* _Text block_
————

The Surprise: A Mechanical Singing Bird
The defining feature of the Bay Tree Egg — and the element that elevates it from a superb piece of decorative art into something approaching a feat of engineering — is its concealed automaton. When a small pearl button set into the base of the tub is pressed, a section of the canopy opens and a tiny mechanical singing bird rises from within the foliage. The bird spreads and flaps its wings, opens its beak, turns its head, and produces a clear, sustained song before descending once more and allowing the canopy to close over it.
The mechanism required to achieve this performance is of watchmaking complexity. The bird itself is feathered with actual plumage — a technique common to the finest European automaton birds of the eighteenth and nineteenth centuries, most famously those produced by the Jaquet-Droz family and later by the Geneva firm of Bruguier. The song is produced by a miniature bellows-and-whistle system driven by a wound spring, and the movements of the wings, head, and beak are coordinated by a series of cams and levers of extraordinary delicacy. The entire mechanism must be wound and reset, and it has survived in working order — a testament to both the quality of its original construction and the care with which it has been maintained.
Automaton singing birds had been a luxury commodity in Europe since at least the eighteenth century, and Fabergé's workshops had incorporated similar mechanisms into earlier eggs, most notably the Rothschild Egg of 1902 (a clock egg with a crowing cockerel, sold at Christie's in 2007 for a then-record price). The Bay Tree Egg's bird, however, is distinguished by the theatrical quality of its presentation: the concealment within the canopy, the slow revelation as the foliage parts, and the bird's ascent all contribute to a sense of genuine surprise and delight that mere technical description cannot fully convey.
Workmaster Henrik Wigström
The Bay Tree Egg was executed under the direction of Henrik Wigström (1862–1923), who served as head workmaster of Fabergé's St Petersburg workshop from 1903 until the firm's closure in 1917. Wigström succeeded the celebrated Michael Perchin in that role and is responsible for a substantial proportion of the finest Imperial Eggs produced in the twentieth century. His personal style favoured the neoclassical idiom — swags, laurel borders, guillochéd enamel, and Louis XVI ornamental vocabulary — and his technical standards were exceptionally high.
Wigström's workshop was responsible for the physical fabrication of the egg, including the nephrite tub, the gold tree, and the setting of the stones. The automaton mechanism itself was almost certainly produced by specialist clockmakers working in collaboration with Fabergé, as was standard practice for pieces of this complexity. The integration of the mechanism with the decorative elements — ensuring that the bird's emergence does not disrupt the visual integrity of the canopy — required close co-ordination between the lapidary, goldsmithing, and horological craftsmen involved.

————

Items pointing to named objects
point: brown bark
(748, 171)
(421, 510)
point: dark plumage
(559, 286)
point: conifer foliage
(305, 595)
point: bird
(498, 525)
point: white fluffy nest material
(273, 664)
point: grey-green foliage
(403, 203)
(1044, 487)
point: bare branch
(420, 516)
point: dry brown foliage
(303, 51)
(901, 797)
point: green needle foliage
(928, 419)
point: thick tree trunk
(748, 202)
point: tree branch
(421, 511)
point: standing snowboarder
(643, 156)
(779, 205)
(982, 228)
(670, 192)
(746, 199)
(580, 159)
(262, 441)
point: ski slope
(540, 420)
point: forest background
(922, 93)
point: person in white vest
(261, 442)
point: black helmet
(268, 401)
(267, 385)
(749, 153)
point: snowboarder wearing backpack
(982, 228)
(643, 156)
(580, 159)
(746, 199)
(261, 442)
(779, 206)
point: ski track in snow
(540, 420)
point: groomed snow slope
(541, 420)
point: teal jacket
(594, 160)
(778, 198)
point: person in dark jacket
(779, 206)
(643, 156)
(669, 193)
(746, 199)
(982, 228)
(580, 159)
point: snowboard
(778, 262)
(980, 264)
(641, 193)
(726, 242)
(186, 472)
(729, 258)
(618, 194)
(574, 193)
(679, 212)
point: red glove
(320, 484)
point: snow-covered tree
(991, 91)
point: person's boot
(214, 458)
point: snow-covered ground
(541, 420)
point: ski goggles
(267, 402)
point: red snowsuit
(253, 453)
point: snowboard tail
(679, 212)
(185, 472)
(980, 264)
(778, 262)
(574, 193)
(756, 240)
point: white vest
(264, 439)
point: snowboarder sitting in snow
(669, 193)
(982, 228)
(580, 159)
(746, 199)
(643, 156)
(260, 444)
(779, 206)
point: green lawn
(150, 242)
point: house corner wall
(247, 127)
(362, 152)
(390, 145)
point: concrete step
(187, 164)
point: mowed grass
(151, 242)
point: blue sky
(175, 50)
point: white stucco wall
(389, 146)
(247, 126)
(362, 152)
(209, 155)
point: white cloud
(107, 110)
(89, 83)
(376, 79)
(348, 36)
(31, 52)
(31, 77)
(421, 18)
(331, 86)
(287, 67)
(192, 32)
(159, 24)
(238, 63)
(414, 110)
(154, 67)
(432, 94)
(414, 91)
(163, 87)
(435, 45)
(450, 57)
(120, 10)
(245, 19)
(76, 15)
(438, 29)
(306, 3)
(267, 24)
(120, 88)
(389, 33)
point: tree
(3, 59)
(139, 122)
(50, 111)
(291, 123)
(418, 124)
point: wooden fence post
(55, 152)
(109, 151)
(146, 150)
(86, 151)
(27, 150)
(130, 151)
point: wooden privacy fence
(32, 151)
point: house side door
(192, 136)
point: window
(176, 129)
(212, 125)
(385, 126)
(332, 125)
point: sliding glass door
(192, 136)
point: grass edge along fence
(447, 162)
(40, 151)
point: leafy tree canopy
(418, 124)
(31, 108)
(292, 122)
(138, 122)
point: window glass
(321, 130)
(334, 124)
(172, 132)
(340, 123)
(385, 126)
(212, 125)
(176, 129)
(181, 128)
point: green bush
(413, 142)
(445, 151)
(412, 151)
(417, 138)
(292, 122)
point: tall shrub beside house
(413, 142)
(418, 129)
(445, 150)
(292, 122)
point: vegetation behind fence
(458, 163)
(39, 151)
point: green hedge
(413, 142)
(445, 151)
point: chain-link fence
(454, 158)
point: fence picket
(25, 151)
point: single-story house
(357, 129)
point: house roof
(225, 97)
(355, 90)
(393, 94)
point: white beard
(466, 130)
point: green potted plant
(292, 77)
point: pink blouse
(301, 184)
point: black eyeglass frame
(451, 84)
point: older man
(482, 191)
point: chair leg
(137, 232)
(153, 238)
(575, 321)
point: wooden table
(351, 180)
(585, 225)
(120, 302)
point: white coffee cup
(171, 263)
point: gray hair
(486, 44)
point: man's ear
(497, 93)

————

* _What to work on_
a – In the Bay Tree Egg text, what must be pressed to make the mechanical bird appear?
b – Go on with the Bay Tree Egg text from its last sentence.

* _Expected answers_
a – A small pearl button set into the base of the tub.

b –
Materials and Gemstones
The principal gemological interest of the Bay Tree Egg lies in the ensemble use of materials rather than in any single exceptional stone. The citrines representing fruit are of a warm, saturated yellow-orange tone, consistent with heat-treated amethyst or natural citrine from Brazilian or Siberian sources, both of which were available to St Petersburg jewellers in the early twentieth century. They are set in closed or partially closed gold collets that enhance their colour by reflecting warm light back through the stones.
The diamonds scattered through the canopy are predominantly rose-cut and old European brilliant-cut stones of the type in common use in Russian Imperial jewellery of the period. They are not individually remarkable, but their distribution through the foliage is carefully considered: they appear where light would naturally catch dew or highlight the upper surface of a leaf, and the effect is one of naturalistic sparkle rather than formal display.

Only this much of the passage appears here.